§ 文档节选:
#####

Join操作

什么是join联接

数据处理中经常出现以下需求:一张表保存了大量用户id和用户姓名、年龄、手机号、购物地址等等用户信息,另一张表保存了用户id和待快递商品,商品价格等等交易信息。如何能根据id将两张表的数据整合到一起。

联接操作用于解决以上问题。根据两张dataframe指定字段,将两张表组合到一起。join需要两个dataframe作为输入,分别称为左表和右表;另外必须指明哪些字段被用做匹配依据,称为"键",除了键以外的所有字段被用作值,分别称为左表值字段、右表值字段。join运算的结果包含:键,左表值字段、右表值字段。 join会出现4种情况

  1. 某键在左表中出现,在右表未出现;此键对应的右表值字段视为null
  2. 某键在右表中出现,在左表未出现;此键对应的左表值字段视为null
  3. 某键在两张表中都出现; 键至少在其中一个表是unique的。
  4. 某键在两张表中都出现; 键在两张表都不是unique的。会导致多对多联接,结果意义不明,通常是数据错误导致,需仔细排查。

可以同时使用多个字段作为键。

#####

§ 提取条目:
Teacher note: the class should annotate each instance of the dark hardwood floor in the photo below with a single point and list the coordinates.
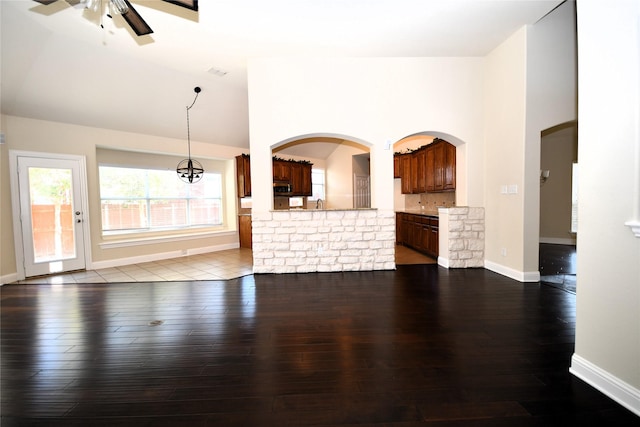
(558, 266)
(421, 345)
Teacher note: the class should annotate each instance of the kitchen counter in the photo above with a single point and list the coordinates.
(424, 212)
(324, 210)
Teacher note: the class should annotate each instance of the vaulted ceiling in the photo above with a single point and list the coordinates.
(58, 64)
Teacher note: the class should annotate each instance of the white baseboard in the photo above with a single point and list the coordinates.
(119, 262)
(558, 240)
(520, 276)
(610, 385)
(8, 278)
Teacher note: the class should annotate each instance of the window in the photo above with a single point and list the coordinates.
(139, 200)
(317, 185)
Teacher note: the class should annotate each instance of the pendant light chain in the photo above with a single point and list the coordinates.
(190, 170)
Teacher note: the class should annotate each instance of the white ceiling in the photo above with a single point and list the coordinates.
(58, 64)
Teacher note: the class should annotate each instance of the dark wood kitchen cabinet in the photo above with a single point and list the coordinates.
(300, 179)
(282, 170)
(429, 169)
(297, 173)
(419, 232)
(440, 167)
(405, 173)
(396, 165)
(243, 175)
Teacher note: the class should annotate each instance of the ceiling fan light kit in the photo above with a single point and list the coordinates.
(125, 9)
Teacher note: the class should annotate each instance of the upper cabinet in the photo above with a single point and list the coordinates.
(430, 168)
(298, 174)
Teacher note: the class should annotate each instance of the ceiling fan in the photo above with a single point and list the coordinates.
(126, 9)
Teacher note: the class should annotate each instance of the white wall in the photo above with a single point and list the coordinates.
(339, 177)
(530, 86)
(505, 109)
(607, 352)
(43, 136)
(367, 100)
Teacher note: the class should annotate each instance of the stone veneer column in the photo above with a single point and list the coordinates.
(463, 235)
(300, 241)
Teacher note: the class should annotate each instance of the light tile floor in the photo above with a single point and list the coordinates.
(221, 265)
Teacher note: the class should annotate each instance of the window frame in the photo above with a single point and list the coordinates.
(148, 200)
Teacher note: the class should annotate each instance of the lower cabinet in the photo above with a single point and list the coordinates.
(419, 232)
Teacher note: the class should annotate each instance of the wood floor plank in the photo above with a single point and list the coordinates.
(417, 346)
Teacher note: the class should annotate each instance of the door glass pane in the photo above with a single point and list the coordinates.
(52, 218)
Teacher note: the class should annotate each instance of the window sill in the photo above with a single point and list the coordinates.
(635, 227)
(118, 242)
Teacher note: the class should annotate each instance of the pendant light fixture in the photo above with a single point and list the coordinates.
(190, 170)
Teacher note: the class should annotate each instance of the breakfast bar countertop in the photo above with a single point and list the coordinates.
(424, 212)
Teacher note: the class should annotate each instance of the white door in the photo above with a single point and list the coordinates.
(51, 214)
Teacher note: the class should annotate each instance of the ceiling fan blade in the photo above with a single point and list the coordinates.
(189, 4)
(135, 21)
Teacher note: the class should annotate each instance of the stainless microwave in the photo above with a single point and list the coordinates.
(281, 188)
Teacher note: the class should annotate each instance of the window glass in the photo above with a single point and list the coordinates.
(150, 199)
(317, 184)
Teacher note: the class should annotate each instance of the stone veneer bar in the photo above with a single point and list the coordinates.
(304, 241)
(461, 237)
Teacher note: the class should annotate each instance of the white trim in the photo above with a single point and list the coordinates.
(520, 276)
(623, 393)
(8, 278)
(161, 256)
(635, 227)
(443, 262)
(558, 240)
(123, 243)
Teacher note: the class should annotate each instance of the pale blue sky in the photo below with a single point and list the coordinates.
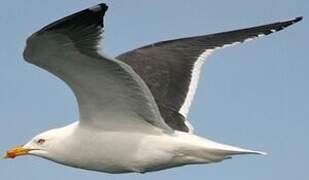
(254, 95)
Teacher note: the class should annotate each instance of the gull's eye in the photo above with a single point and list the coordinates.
(40, 141)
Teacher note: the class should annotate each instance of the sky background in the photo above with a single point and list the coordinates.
(253, 95)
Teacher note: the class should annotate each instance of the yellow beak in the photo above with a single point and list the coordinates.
(16, 151)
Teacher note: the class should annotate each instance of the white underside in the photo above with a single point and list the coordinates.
(136, 151)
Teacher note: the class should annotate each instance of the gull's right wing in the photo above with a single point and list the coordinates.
(171, 68)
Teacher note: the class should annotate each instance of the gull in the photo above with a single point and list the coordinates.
(133, 108)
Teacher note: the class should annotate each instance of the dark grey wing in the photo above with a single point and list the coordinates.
(110, 95)
(171, 68)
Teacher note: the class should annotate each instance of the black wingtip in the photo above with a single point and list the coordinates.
(102, 7)
(297, 19)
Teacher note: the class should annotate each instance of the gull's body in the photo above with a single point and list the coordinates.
(132, 108)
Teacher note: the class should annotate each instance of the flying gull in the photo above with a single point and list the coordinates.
(133, 108)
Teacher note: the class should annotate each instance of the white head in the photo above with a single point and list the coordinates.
(46, 145)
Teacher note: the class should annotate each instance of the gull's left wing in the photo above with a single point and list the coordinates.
(110, 94)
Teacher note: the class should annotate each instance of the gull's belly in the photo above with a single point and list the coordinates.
(120, 152)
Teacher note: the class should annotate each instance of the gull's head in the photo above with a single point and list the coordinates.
(42, 145)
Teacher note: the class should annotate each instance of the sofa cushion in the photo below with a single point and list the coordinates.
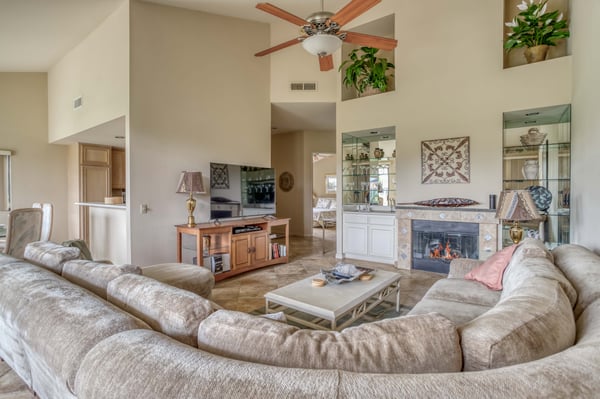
(582, 268)
(534, 322)
(463, 291)
(532, 259)
(170, 310)
(59, 323)
(49, 255)
(95, 276)
(459, 267)
(411, 344)
(458, 313)
(490, 272)
(194, 278)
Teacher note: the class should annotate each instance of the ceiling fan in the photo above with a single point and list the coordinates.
(321, 33)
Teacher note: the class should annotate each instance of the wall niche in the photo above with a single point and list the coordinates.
(516, 56)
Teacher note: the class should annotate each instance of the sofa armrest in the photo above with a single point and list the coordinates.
(460, 267)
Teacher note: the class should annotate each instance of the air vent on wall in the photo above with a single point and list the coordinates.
(303, 86)
(77, 103)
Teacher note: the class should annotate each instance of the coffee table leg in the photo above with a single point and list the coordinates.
(398, 296)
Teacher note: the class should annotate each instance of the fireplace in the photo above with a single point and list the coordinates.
(435, 244)
(479, 241)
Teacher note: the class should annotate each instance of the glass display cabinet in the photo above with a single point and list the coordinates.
(537, 157)
(369, 168)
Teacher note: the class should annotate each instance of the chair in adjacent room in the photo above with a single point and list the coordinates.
(48, 213)
(24, 226)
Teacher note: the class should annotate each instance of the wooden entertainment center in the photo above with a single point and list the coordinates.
(248, 244)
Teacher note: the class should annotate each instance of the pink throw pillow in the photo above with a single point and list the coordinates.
(490, 272)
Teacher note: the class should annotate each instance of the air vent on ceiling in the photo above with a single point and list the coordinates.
(77, 103)
(303, 86)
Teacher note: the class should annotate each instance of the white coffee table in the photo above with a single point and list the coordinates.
(348, 301)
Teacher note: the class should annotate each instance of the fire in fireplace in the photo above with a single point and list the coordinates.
(436, 243)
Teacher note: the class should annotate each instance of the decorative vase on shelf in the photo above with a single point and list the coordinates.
(536, 53)
(530, 169)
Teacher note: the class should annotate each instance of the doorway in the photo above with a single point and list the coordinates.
(324, 199)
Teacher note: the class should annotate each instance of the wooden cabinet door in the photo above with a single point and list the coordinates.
(96, 155)
(241, 251)
(118, 169)
(260, 244)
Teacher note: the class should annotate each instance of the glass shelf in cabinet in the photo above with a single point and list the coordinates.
(525, 148)
(536, 180)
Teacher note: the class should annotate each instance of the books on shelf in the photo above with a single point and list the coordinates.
(278, 250)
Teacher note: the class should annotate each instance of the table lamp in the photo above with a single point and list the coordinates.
(516, 206)
(190, 182)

#####

§ 练习说明:
1. 请原样输出join联接这段文字中从“联接操作用于解决以上问题。根”到“可以同时使用多个字段作为键。”的部分。
2. 根据join联接这段文字，判断下列说法是否符合原文，并逐条回答“是”或“否”，同时引用原文中起决定作用的词句：(a) join需要两个dataframe作为输入；(b) 某键只在左表中出现时，此键对应的左表值字段视为null；(c) 只能使用一个字段作为键。
3. 把join联接这段文字中的句子“可以同时使用多个字段作为键。”译成英文。

§ 参考答案:
1.
联接操作用于解决以上问题。根据两张dataframe指定字段,将两张表组合到一起。join需要两个dataframe作为输入,分别称为左表和右表;另外必须指明哪些字段被用做匹配依据,称为"键",除了键以外的所有字段被用作值,分别称为左表值字段、右表值字段。join运算的结果包含:键,左表值字段、右表值字段。 join会出现4种情况

  1. 某键在左表中出现,在右表未出现;此键对应的右表值字段视为null
  2. 某键在右表中出现,在左表未出现;此键对应的左表值字段视为null
  3. 某键在两张表中都出现; 键至少在其中一个表是unique的。
  4. 某键在两张表中都出现; 键在两张表都不是unique的。会导致多对多联接,结果意义不明,通常是数据错误导致,需仔细排查。

可以同时使用多个字段作为键。

2.
(a) 是。“join需要两个dataframe作为输入”
(b) 否。“某键在左表中出现,在右表未出现;此键对应的右表值字段视为null”
(c) 否。“可以同时使用多个字段作为键。”

3. Multiple fields can be used as keys at the same time.